Columbia Gorge Amateur Astronomers will host a free session for the public Friday, Feb. 22, up at Thompson Track in The Dalles, weather permitting. The session will be from 6:30 to 9 p.m.

The viewing agenda revolves around views of the Moon, Jupiter, and an International Space Station pass at 7:19 p.m.

Jupiter is high in the evening sky, along with our waxing moon on its way to being full Feb. 26.

When sky-gazers look for deep sky objects, which are dim, we don’t like the moon because its light drowns out the rest of the sky.

So the backyard astronomer makes lemons out of lemonade and switches over to lunar observing in such parts of the month, reminded of its deep craters and abundant canyons.

“It’s amazing how many people have never seen the moon through a telescope before” says CGAA.

Speaking of objects that are hardly seen, many people have never seen Mercury, and that’s because it’s orbit renders it low in the horizon and close to the setting Sun.

Several times a year Mercury’s orbit changes a few degrees here and there and it is over the horizon high enough to see.

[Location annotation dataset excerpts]
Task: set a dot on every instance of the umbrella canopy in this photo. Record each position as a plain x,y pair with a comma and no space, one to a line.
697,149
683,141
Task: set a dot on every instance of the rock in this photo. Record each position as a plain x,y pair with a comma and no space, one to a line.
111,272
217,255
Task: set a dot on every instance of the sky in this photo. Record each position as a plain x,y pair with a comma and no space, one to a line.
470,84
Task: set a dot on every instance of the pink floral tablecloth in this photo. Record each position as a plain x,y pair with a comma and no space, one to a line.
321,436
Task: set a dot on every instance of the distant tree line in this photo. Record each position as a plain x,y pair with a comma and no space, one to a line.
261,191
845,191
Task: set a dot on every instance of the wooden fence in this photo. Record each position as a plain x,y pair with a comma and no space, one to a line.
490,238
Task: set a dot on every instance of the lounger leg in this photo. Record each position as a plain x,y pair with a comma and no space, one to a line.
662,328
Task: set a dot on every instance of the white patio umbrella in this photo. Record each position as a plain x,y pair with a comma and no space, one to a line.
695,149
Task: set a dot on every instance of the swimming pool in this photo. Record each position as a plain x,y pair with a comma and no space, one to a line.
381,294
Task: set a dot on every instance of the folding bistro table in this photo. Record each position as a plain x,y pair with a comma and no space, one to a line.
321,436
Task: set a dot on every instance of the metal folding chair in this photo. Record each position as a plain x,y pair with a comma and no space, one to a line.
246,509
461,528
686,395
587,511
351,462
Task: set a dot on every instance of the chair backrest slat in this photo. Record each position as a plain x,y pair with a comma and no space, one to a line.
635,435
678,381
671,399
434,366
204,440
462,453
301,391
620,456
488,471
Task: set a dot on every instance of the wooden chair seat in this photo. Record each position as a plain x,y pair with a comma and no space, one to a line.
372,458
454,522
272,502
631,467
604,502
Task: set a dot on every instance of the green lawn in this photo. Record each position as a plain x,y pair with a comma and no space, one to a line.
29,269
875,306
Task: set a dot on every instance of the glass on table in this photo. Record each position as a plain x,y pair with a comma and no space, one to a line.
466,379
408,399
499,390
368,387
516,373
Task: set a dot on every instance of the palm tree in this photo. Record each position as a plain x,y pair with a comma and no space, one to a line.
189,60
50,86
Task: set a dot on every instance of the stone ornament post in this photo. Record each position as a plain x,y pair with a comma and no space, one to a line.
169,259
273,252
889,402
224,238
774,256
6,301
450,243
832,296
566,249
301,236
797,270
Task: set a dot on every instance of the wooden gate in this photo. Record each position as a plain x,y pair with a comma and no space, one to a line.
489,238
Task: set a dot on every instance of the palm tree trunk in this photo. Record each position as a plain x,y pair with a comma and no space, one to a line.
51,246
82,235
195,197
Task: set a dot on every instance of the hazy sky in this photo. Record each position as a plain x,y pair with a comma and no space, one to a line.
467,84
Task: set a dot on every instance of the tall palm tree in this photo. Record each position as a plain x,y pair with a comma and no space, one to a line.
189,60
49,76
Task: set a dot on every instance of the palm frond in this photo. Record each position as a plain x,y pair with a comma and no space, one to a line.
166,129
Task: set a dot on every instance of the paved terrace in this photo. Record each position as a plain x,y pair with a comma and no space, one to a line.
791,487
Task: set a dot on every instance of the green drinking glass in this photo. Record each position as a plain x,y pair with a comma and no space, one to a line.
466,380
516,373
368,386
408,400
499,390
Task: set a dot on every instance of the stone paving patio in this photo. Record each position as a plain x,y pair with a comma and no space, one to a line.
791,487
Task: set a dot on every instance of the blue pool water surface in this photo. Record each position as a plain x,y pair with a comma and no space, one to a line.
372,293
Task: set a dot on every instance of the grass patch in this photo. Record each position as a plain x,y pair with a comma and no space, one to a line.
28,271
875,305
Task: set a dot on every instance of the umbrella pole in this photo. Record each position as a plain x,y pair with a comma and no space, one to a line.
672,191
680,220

_Required tasks:_
1: Retype the part of the astronomy event notice from "Columbia Gorge Amateur" up to and including "6:30 to 9 p.m.".
2: Using the astronomy event notice, mark each statement yes or no and quote the words that decide it: (a) The public session costs nothing to attend. (b) The Moon will be full on Feb. 22. (c) An International Space Station pass is expected at 7:19 p.m.
3: Turn the paragraph of the astronomy event notice that begins "Columbia Gorge Amateur Astronomers will host" into a short list that keeps its main facts.

_Results for the exercise:_
1:
Columbia Gorge Amateur Astronomers will host a free session for the public Friday, Feb. 22, up at Thompson Track in The Dalles, weather permitting. The session will be from 6:30 to 9 p.m.

2:
(a) Yes: "will host a free session for the public"
(b) No: "our waxing moon on its way to being full Feb. 26"
(c) Yes: "an International Space Station pass at 7:19 p.m."

3:
- Host: Columbia Gorge Amateur Astronomers
- Event: free session for the public
- Date: Friday, Feb. 22, weather permitting
- Place: Thompson Track in The Dalles
- Time: 6:30 to 9 p.m.